**Aim of the task:** Gather each line from the entries below that contains the string "bokeh", and treat uppercase and lowercase letters as different.

**Data supplied:**
________

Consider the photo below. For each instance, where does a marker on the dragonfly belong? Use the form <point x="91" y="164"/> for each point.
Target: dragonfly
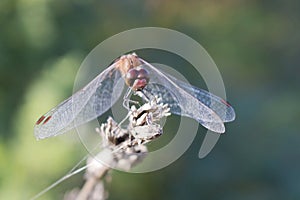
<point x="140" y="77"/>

________

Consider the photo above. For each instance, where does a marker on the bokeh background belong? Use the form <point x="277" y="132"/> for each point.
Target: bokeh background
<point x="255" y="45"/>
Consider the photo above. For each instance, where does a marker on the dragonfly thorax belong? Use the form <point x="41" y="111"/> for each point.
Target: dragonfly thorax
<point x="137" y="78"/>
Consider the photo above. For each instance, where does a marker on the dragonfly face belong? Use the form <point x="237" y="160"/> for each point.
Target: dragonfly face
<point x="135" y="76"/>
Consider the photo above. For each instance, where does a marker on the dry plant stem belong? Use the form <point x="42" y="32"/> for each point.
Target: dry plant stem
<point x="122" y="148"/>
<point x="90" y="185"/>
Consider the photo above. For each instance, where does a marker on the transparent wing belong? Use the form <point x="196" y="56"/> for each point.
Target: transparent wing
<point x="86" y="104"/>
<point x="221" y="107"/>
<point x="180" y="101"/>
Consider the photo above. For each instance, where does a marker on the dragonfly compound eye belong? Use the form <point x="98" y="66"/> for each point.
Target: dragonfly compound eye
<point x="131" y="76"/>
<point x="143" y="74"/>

________

**Output:**
Consider the photo above. For each instance, where does a marker on the bokeh background belong? Use the form <point x="277" y="132"/> for each point.
Target: bokeh background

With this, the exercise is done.